Take the material below and restate it word for word, stopping after the line in which "Phrase -- jeep wheel" occurs.

==========

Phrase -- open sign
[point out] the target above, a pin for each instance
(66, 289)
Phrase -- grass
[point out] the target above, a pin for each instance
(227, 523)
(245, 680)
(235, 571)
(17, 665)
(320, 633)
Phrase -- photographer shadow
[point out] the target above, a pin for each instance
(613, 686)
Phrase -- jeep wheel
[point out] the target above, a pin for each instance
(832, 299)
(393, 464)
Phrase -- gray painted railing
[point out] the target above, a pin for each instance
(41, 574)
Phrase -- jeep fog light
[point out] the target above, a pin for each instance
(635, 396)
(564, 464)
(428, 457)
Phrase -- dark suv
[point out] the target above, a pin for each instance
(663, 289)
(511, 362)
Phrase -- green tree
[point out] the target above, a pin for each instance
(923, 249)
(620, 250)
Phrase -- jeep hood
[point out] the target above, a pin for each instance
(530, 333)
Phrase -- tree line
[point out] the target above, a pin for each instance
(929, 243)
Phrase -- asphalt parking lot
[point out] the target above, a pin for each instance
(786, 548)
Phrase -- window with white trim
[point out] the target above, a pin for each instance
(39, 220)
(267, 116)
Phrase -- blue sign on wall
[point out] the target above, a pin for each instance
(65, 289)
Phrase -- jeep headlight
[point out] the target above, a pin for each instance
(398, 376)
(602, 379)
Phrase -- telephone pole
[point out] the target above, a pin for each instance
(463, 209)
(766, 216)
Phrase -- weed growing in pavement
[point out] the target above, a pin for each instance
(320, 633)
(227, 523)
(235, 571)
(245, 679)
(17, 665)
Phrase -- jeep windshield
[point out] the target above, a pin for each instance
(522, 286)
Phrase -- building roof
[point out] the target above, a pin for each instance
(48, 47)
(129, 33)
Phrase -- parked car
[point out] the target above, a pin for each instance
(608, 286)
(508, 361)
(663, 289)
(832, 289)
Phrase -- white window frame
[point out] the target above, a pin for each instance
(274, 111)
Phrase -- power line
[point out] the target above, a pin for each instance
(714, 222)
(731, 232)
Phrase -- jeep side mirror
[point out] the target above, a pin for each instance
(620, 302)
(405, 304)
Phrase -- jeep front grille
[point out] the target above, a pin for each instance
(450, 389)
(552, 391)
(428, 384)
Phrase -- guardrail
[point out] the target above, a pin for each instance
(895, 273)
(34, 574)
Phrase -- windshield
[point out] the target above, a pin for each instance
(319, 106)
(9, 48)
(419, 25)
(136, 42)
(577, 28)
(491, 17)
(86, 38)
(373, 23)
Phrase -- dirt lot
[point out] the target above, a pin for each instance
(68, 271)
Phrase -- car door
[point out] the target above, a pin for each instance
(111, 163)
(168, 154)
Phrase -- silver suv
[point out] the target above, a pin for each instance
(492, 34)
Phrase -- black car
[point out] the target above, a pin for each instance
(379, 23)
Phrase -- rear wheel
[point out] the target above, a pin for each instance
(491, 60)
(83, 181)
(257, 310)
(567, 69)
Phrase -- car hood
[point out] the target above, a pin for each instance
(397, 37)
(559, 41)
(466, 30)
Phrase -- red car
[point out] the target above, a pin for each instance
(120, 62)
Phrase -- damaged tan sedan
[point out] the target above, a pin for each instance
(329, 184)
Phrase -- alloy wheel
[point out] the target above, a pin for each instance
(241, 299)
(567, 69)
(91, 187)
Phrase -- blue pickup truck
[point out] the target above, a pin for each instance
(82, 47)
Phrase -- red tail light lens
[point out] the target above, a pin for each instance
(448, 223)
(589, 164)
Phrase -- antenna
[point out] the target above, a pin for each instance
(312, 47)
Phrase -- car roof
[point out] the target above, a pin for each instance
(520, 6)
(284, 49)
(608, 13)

==========

Solution for this problem
Phrase -- open sign
[point out] the target above, a pin for each instance
(66, 289)
Phrase -- grass
[point out] the target above, a pin for each instance
(227, 523)
(245, 680)
(235, 571)
(17, 665)
(320, 633)
Phrase -- photographer shadow
[point out] the target above, a pin for each instance
(613, 686)
Phrase -- jeep wheel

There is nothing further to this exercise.